What is required: Without the pictures, return all of the material exactly as written.

Entries from a point annotation set:
## begin
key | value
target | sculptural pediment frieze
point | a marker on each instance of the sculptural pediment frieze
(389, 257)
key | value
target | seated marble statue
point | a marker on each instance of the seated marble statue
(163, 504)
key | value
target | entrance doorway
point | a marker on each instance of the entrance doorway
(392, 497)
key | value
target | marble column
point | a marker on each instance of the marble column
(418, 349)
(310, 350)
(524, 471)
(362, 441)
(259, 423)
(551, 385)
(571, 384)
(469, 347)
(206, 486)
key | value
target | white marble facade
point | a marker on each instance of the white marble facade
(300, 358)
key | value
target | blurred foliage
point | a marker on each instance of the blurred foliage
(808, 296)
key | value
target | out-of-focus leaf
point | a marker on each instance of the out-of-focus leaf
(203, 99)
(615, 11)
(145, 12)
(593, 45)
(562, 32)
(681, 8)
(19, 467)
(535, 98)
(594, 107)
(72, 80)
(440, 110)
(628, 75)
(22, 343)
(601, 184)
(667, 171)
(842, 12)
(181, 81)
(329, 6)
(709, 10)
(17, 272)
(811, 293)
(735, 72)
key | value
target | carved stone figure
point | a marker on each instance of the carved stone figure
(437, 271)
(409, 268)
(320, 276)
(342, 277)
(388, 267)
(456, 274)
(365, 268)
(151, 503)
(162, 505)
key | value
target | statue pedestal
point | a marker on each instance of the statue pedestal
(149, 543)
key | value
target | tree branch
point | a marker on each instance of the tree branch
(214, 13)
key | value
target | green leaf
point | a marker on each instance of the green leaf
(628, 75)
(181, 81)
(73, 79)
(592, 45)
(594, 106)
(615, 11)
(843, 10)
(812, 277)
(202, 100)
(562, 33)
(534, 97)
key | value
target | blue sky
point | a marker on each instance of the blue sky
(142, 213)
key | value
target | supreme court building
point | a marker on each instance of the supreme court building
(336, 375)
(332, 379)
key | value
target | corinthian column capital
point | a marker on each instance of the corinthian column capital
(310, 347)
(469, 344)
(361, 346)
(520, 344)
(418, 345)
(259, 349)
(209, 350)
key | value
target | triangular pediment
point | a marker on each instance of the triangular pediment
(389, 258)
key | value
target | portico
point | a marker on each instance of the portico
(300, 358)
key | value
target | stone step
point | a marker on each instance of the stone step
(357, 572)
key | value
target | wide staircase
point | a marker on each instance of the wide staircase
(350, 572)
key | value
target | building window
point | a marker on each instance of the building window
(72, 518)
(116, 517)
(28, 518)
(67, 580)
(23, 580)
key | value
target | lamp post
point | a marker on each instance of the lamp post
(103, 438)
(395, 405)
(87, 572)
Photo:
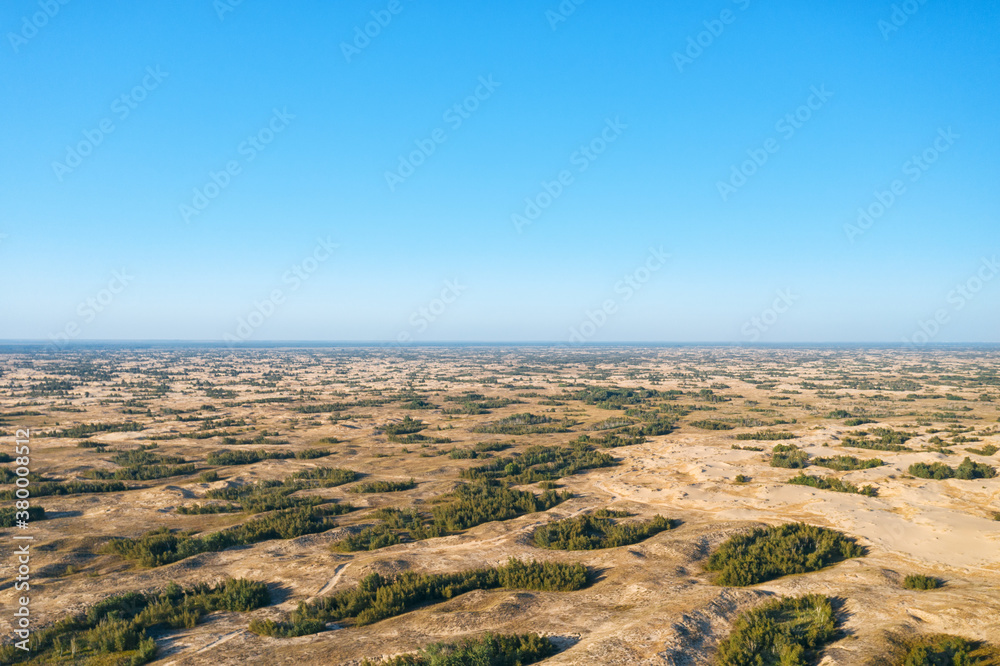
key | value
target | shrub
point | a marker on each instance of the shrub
(8, 516)
(591, 532)
(967, 470)
(712, 425)
(522, 424)
(541, 463)
(113, 631)
(944, 650)
(484, 501)
(765, 435)
(789, 456)
(921, 582)
(383, 486)
(492, 649)
(886, 439)
(244, 457)
(377, 598)
(832, 483)
(370, 538)
(785, 632)
(847, 463)
(613, 440)
(161, 546)
(69, 488)
(771, 552)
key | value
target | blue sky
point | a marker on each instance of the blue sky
(438, 255)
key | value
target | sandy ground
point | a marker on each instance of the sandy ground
(652, 602)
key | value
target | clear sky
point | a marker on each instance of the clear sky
(629, 128)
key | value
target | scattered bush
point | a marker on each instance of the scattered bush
(832, 483)
(113, 631)
(847, 463)
(541, 463)
(789, 456)
(921, 582)
(8, 516)
(944, 650)
(966, 471)
(886, 439)
(591, 532)
(986, 450)
(771, 552)
(69, 488)
(712, 425)
(377, 598)
(85, 430)
(522, 424)
(492, 649)
(765, 435)
(383, 486)
(785, 632)
(161, 546)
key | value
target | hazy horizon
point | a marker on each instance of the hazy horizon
(723, 170)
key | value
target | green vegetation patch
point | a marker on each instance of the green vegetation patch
(765, 435)
(882, 439)
(161, 546)
(986, 450)
(834, 484)
(847, 463)
(613, 440)
(943, 650)
(69, 488)
(523, 424)
(377, 598)
(789, 456)
(709, 424)
(767, 553)
(922, 582)
(783, 632)
(491, 649)
(591, 532)
(967, 470)
(468, 505)
(113, 631)
(8, 515)
(85, 430)
(383, 486)
(541, 463)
## end
Answer below:
key | value
target | sculptural pediment frieze
point | a marker on each instance of the sculptural pediment frieze
(389, 257)
key | value
target | seated marble statue
point | a marker on each instance of the seated marble statue
(163, 504)
key | value
target | entrance doorway
point | a marker on each instance of the entrance doorway
(392, 497)
key | value
target | marble column
point | a marker on each instance of the marble column
(418, 349)
(310, 350)
(524, 471)
(362, 441)
(259, 423)
(551, 385)
(571, 384)
(469, 347)
(206, 486)
key | value
target | white marble facade
point | a marker on each instance of the white marble facade
(300, 358)
key | value
target | blurred foliage
point | a marker on each instance of the blurred foliage
(808, 296)
key | value
target | out-of-focus leaf
point | a marker on each instance of the out-of-focus leaf
(203, 99)
(615, 11)
(145, 12)
(593, 45)
(562, 32)
(681, 8)
(19, 467)
(535, 98)
(594, 107)
(72, 80)
(440, 110)
(628, 75)
(22, 343)
(601, 184)
(667, 171)
(842, 12)
(181, 81)
(329, 6)
(709, 10)
(17, 272)
(811, 293)
(735, 72)
key | value
target | carved stone figure
point | a marker on each instance of the carved stone figure
(437, 271)
(409, 268)
(320, 276)
(342, 277)
(388, 267)
(456, 274)
(365, 268)
(151, 503)
(162, 505)
key | value
target | statue pedestal
point | a marker on each instance of the statue pedestal
(149, 543)
key | value
target | tree branch
point | a marker on each instance of the tree branch
(214, 13)
key | value
target | green leaf
point | a marker on each instance of the green leaf
(628, 75)
(181, 81)
(73, 79)
(592, 45)
(594, 106)
(615, 11)
(843, 10)
(812, 277)
(202, 100)
(562, 33)
(534, 97)
key | value
target | blue sky
point | a marker on each instance of the blue sky
(142, 213)
key | value
target | supreme court building
point | a marker on each instance of the supreme court building
(336, 375)
(332, 379)
key | value
target | corinthian column capital
point | a marker on each instance of the corinthian column capital
(310, 347)
(469, 344)
(361, 346)
(520, 344)
(418, 345)
(259, 349)
(209, 350)
key | value
target | triangular pediment
point | a marker on each instance of the triangular pediment
(389, 258)
key | value
target | portico
point | a marker on each instance of the portico
(300, 358)
key | value
target | stone step
point | a marker on each instance of the stone step
(357, 572)
key | value
target | wide staircase
point | a marker on each instance of the wide staircase
(350, 572)
key | value
target | building window
point | a marker on each instance of the building window
(72, 518)
(116, 517)
(28, 518)
(67, 580)
(23, 580)
key | value
target | lamp post
point | a marker on each instance of the lamp post
(103, 438)
(395, 405)
(87, 572)
Photo:
key | value
target | shrub
point | a marker on each instance of the shrub
(8, 516)
(591, 532)
(967, 470)
(712, 425)
(522, 424)
(541, 463)
(113, 631)
(944, 650)
(484, 501)
(765, 435)
(789, 456)
(921, 582)
(383, 486)
(492, 649)
(886, 439)
(244, 457)
(377, 598)
(832, 483)
(370, 538)
(785, 632)
(847, 463)
(613, 440)
(161, 546)
(69, 488)
(771, 552)
key | value
target | blue sky
point | a marker on each instance of the blue sky
(438, 255)
key | value
target | sandy ground
point | a marker on each instance of the sandy ground
(652, 602)
key | value
target | clear sky
point | a marker on each instance of the clear sky
(629, 128)
key | value
target | scattered bush
point | a marker on each instance of the scattered bush
(832, 483)
(113, 631)
(847, 463)
(541, 463)
(789, 456)
(921, 582)
(8, 516)
(944, 650)
(966, 471)
(886, 439)
(591, 532)
(986, 450)
(771, 552)
(69, 488)
(712, 425)
(377, 598)
(85, 430)
(522, 424)
(492, 649)
(765, 435)
(383, 486)
(785, 632)
(161, 546)
key | value
target | hazy horizon
point | a marker on each instance of the hazy horizon
(723, 170)
key | value
target | green vegetation patch
point | a marker on each instance of the green vegetation patch
(765, 435)
(882, 439)
(161, 546)
(986, 450)
(834, 484)
(847, 463)
(613, 440)
(943, 650)
(69, 488)
(523, 424)
(377, 598)
(789, 456)
(709, 424)
(767, 553)
(922, 582)
(783, 632)
(491, 649)
(591, 532)
(967, 470)
(468, 505)
(113, 631)
(8, 515)
(85, 430)
(383, 486)
(541, 463)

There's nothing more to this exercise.